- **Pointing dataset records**
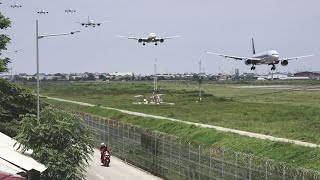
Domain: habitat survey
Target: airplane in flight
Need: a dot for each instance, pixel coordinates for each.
(269, 57)
(151, 38)
(70, 10)
(42, 12)
(91, 22)
(16, 5)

- **Exercise aim**
Each record above should come back exactly the same, only without its pictures.

- **Solution to the exercise**
Domain: habitat survey
Target: airplane in flight
Need: a dot for each instance, pixel coordinates for each.
(269, 57)
(151, 38)
(70, 10)
(42, 12)
(91, 22)
(16, 5)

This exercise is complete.